◆ LISTING:

## begin

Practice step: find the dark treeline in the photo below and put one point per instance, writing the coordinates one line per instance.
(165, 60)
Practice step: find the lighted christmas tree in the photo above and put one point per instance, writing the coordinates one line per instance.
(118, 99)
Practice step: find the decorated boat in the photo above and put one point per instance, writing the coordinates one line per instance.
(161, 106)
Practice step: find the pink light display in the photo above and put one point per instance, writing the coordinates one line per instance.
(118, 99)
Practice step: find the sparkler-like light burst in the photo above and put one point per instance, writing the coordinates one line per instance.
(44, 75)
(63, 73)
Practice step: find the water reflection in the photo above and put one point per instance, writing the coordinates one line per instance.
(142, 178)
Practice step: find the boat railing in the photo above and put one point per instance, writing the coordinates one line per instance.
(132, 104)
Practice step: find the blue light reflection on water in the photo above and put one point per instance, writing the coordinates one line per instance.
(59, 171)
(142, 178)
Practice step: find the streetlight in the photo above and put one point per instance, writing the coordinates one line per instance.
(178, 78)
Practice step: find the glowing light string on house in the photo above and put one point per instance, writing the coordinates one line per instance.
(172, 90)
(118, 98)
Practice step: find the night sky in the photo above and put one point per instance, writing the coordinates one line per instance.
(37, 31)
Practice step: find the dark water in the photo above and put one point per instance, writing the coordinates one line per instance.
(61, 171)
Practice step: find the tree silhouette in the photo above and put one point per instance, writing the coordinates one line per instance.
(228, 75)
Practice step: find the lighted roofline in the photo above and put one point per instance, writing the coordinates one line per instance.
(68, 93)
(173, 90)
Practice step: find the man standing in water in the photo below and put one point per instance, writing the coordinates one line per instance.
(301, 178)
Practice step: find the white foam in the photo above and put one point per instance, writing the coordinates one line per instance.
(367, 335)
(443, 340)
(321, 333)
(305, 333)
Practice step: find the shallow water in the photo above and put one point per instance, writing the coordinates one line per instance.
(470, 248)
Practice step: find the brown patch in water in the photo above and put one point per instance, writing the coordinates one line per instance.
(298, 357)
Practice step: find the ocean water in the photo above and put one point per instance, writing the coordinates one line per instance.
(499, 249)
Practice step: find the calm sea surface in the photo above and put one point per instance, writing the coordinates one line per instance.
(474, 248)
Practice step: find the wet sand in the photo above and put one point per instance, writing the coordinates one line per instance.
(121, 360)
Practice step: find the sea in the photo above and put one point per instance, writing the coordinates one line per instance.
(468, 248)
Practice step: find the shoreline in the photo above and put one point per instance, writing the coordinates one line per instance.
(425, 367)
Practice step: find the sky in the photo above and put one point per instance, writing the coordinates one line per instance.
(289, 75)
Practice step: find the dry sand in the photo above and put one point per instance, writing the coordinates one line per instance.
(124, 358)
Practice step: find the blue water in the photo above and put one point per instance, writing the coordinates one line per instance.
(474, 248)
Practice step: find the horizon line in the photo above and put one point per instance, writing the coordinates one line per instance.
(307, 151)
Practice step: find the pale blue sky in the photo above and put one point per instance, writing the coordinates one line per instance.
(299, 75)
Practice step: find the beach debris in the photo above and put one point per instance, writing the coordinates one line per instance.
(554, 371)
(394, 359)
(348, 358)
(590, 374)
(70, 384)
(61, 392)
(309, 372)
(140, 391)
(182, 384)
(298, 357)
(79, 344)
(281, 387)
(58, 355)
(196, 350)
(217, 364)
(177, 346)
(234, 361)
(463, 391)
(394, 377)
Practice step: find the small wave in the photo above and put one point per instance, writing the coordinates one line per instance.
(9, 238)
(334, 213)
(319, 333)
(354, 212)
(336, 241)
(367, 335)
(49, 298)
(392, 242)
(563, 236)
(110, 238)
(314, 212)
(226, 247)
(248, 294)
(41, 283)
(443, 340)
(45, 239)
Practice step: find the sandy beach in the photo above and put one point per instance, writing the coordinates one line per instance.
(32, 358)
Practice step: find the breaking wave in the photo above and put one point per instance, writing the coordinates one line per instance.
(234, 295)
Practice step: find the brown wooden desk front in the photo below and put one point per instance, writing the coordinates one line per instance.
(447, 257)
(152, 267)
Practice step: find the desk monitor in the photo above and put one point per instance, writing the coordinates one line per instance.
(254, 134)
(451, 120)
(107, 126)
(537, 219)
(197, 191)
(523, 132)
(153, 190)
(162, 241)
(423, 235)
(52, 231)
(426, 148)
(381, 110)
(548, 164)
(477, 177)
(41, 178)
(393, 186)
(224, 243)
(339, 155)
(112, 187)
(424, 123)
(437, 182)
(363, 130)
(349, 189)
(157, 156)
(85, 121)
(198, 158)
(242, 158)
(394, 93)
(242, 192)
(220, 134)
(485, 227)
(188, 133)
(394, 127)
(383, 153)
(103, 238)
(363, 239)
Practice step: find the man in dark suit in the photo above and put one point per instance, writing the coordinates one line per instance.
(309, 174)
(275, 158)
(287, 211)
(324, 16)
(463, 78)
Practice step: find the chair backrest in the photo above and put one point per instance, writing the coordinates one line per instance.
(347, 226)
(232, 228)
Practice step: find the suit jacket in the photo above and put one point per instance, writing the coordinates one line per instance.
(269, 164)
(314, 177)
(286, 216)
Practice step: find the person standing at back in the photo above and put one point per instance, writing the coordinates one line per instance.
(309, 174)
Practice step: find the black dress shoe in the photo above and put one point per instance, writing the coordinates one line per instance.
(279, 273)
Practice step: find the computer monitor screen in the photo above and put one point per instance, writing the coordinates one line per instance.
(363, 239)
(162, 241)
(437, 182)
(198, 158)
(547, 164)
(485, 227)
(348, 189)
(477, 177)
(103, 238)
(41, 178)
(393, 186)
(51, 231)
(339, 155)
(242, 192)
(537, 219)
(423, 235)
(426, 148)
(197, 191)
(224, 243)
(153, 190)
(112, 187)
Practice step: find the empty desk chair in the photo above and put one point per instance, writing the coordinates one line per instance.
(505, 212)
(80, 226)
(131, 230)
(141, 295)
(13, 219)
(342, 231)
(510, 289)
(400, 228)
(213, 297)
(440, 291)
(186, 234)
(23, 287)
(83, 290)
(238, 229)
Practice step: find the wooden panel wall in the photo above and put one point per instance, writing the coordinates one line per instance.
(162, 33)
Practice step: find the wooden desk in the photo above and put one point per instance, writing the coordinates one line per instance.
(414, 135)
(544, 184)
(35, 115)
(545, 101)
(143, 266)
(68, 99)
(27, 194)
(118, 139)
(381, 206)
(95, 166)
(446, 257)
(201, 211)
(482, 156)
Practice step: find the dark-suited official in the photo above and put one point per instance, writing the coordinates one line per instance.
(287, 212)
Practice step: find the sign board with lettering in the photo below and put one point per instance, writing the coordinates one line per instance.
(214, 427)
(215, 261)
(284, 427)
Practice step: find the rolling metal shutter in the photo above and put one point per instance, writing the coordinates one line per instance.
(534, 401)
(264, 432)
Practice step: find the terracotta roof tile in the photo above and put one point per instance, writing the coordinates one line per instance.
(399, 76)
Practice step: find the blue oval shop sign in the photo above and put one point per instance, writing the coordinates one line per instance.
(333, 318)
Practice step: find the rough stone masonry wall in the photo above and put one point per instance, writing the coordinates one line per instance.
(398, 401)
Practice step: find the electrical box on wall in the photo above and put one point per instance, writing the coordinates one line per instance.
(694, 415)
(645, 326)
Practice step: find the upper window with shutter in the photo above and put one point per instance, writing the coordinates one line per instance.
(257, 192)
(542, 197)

## end

◆ TASK GOAL: Exactly as written above, please repeat the entries.

◆ SOLVED EXERCISE:
Practice step: find the dark treeline in the photo below and put one point per instance, writing the coordinates one line per instance.
(165, 60)
Practice step: find the lighted christmas tree in the photo above and put one point per instance, writing the coordinates one line per instance.
(118, 99)
Practice step: find the decorated boat in the photo above and put one point per instance, writing the coordinates one line per instance.
(161, 106)
Practice step: find the pink light display in the photo above and put one point per instance, writing the coordinates one line per instance.
(118, 99)
Practice step: find the sparkler-like light burst in the photo above and put one point per instance, writing the coordinates one line per instance.
(44, 75)
(63, 73)
Practice step: find the water reflection in the photo above and put one point per instance, writing the coordinates one line per instance.
(142, 178)
Practice step: find the boat railing in the photo above and put one point per instance, writing the coordinates one line per instance.
(132, 104)
Practice step: find the blue light reflection on water in the photo above and put one point per instance, writing the coordinates one line per instance.
(59, 171)
(142, 178)
Practice step: find the streetlight in the photo above and put one point per instance, writing the coordinates one line per instance.
(178, 78)
Practice step: find the glowing light string on house in the photo above and put one point per instance, writing the coordinates one line per instance.
(172, 90)
(118, 98)
Practice step: find the night sky in the photo above and put one point per instance, writing the coordinates one line per instance.
(37, 31)
Practice step: find the dark water in the photo above and put one point per instance, writing the coordinates one line per instance.
(61, 171)
Practice step: find the tree silhouette in the photo above and put one point per instance, writing the coordinates one line per instance.
(228, 75)
Practice step: find the lighted roofline in the photo above and put one point per instance, writing the coordinates one line per instance.
(68, 93)
(173, 90)
Practice step: find the man standing in water in the photo below and put one point per instance, writing the coordinates one line per instance.
(301, 178)
Practice step: find the white foam in the photo above and put one point per instance, writing the coordinates one line per instance.
(367, 335)
(443, 340)
(321, 333)
(305, 333)
Practice step: find the shallow water in the photo above and put one point per instance, writing the coordinates one line per instance.
(470, 248)
Practice step: find the brown patch in water in the photo above and put one point per instance, writing the coordinates one line per instance.
(298, 357)
Practice step: find the ocean water in the photo above and put one point per instance, writing the coordinates one line per instance.
(499, 249)
Practice step: find the calm sea surface in the photo above and put one point per instance, writing the coordinates one line per instance.
(474, 248)
Practice step: find the wet sand in the photo above and put one point per instance, writing the coordinates one line per instance.
(121, 360)
Practice step: find the sea in the photo above and put one point per instance, writing the coordinates one line per instance.
(468, 248)
Practice step: find the shoreline in the photo above and put one point per instance, writing the coordinates one line per instance.
(425, 367)
Practice step: find the sky in the photo above and put one point per instance, writing the coordinates one line per instance.
(289, 75)
Practice step: find the dry sand in the photo above and put one point per instance, writing the coordinates one line per instance.
(124, 358)
Practice step: find the blue water in the photo above and put one point per instance, writing the coordinates one line per instance.
(474, 248)
Practice step: find the horizon line in the photo above and put one point per instance, writing the coordinates one line per instance.
(307, 151)
Practice step: find the pale blue sky in the photo above and put one point per instance, writing the coordinates one line per instance.
(299, 75)
Practice step: find the beach debris in the photo above and put one point per instance, writing the coordinates one line per instance.
(554, 371)
(394, 359)
(348, 358)
(590, 374)
(70, 384)
(61, 392)
(309, 372)
(140, 391)
(182, 384)
(298, 357)
(79, 344)
(281, 387)
(58, 355)
(196, 350)
(217, 364)
(177, 346)
(234, 361)
(463, 391)
(394, 377)
Practice step: find the small wave in the photo above and put one point per instance, writing the coordinates one line per instance.
(9, 238)
(334, 213)
(319, 333)
(354, 212)
(336, 241)
(367, 335)
(49, 298)
(392, 242)
(563, 236)
(110, 238)
(314, 212)
(226, 247)
(248, 294)
(41, 283)
(443, 340)
(45, 239)
Practice step: find the sandy beach in the photo above and put one point per instance, writing the coordinates one line per instance.
(32, 358)
Practice step: find the breaking wave in the photo above and put one point per instance, writing the coordinates one line per instance.
(234, 295)
Practice step: find the brown wooden desk front in the photo below and put one point per instance, writing the coordinates one line per instance.
(447, 257)
(152, 267)
Practice step: find the desk monitor in the photo above and put one point per instance, writing the coordinates one line per instance.
(254, 134)
(451, 120)
(107, 126)
(537, 219)
(197, 191)
(523, 132)
(153, 190)
(162, 241)
(423, 235)
(52, 231)
(426, 148)
(381, 110)
(548, 164)
(477, 177)
(41, 178)
(393, 186)
(224, 243)
(339, 155)
(112, 187)
(424, 123)
(437, 182)
(363, 130)
(349, 189)
(157, 156)
(85, 121)
(198, 158)
(242, 158)
(394, 93)
(242, 192)
(220, 134)
(485, 227)
(188, 133)
(394, 127)
(383, 153)
(103, 238)
(363, 239)
Practice step: find the man in dark suit in the photo above and put one point per instance, writing the coordinates one line per instance.
(309, 174)
(275, 158)
(287, 211)
(324, 16)
(463, 78)
Practice step: find the chair backrest in the photo above and put one point per instance, writing the coordinates one line per instance.
(347, 226)
(232, 228)
Practice step: find the suit jacket in the photo above and put one point per instance, writing the coordinates one line per instance.
(269, 164)
(314, 177)
(286, 216)
Practice step: find the person standing at back in the photo above and put one point per instance, writing the coordinates one line per instance.
(309, 174)
Practice step: find the black dress shoe in the photo above and put one point per instance, writing the coordinates one line per instance.
(279, 273)
Practice step: find the computer monitor screen in the photo above and put one point per instance, writing the coordinates one line per instance.
(363, 239)
(162, 241)
(437, 182)
(198, 158)
(547, 164)
(485, 227)
(348, 189)
(477, 177)
(103, 238)
(41, 178)
(393, 186)
(51, 231)
(339, 155)
(242, 192)
(537, 219)
(423, 235)
(426, 148)
(197, 191)
(224, 243)
(153, 190)
(112, 187)
Practice step: find the empty desk chair in the photo above and put one point per instance, writing the coordinates one line per instance.
(505, 212)
(80, 226)
(131, 230)
(141, 295)
(13, 219)
(342, 231)
(510, 289)
(400, 228)
(213, 297)
(440, 291)
(186, 234)
(23, 287)
(83, 290)
(238, 229)
Practice step: find the wooden panel wall in the photo above and put one point per instance, writing the coordinates one line per instance.
(162, 33)
Practice step: find the wooden desk in the photo above and put one point per instance, writing the coordinates one line per instance.
(414, 135)
(544, 184)
(35, 115)
(545, 101)
(143, 266)
(68, 99)
(27, 194)
(118, 139)
(381, 206)
(95, 166)
(446, 257)
(201, 211)
(482, 156)
Practice step: find the dark-suited official in the photo above and put one point per instance, writing the coordinates one line per instance.
(287, 212)
Practice step: find the sign board with lettering in the photo below and put one point per instance, writing the coordinates one line per instance.
(214, 427)
(215, 261)
(284, 427)
Practice step: find the rolling metal shutter in the photo above and put one point per instance, writing the coordinates one line per instance.
(534, 401)
(264, 432)
Practice step: find the terracotta roof tile in the photo above and put one point per instance, writing the coordinates one line per instance.
(399, 76)
Practice step: find the blue oval shop sign in the photo above and put one point per instance, writing the coordinates one line per instance.
(333, 318)
Practice step: find the rough stone masonry wall in the photo above and put one point per instance, writing the coordinates one line per instance.
(398, 401)
Practice step: find the electrical box on wall in the photo above and put one point per instance, writing the coordinates one line per instance.
(694, 415)
(645, 326)
Practice step: find the upper window with shutter in the photo above and put one point per instance, writing the coordinates one line per instance.
(257, 192)
(542, 197)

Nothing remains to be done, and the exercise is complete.